▸ Passage
····················

If you visited but did not follow on-screen instructions to use your keyboard, no action is needed.

The root cause has been identified and remediation is underway.

Status Update (2026-05-19)

The site has been down longer than I initially expected. Here's a brief update on where things stand.

I have been self-hosting this blog on an open-source publishing platform since I first started it in 2020. My latest understanding of the attack strongly suggests it was due to a platform vulnerability. What's more, the vulnerability was reported to the team that supports the platform. They fixed the vulnerability, rolled it out on their official hosting site, and then published the patch to their open source project.

In the age of AI-assisted development, the time from patched vulnerability in an open-source project to weaponized exploit is rapidly moving from months/weeks to days/hours. In that reality, even patching the day a release ships (already an ambitious goal) may not be fast enough anymore. The window between "publicly known" and "publicly exploited" is shrinking every day.

····················

▸ Stored data
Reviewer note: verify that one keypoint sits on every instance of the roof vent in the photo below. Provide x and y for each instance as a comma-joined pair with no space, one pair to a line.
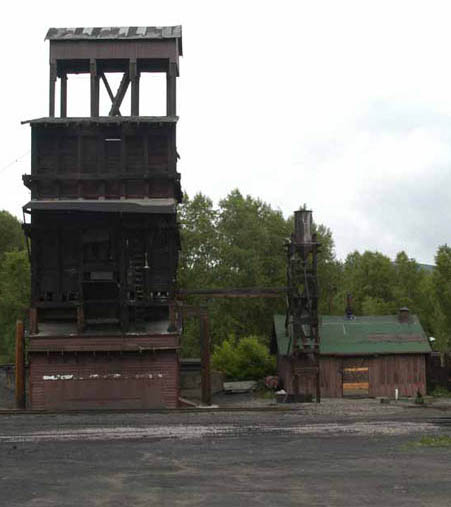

····················

▸ Exercise requirements
According to the status update above, in what year did the author start self-hosting the blog on an open-source publishing platform?

▸ Task output
2020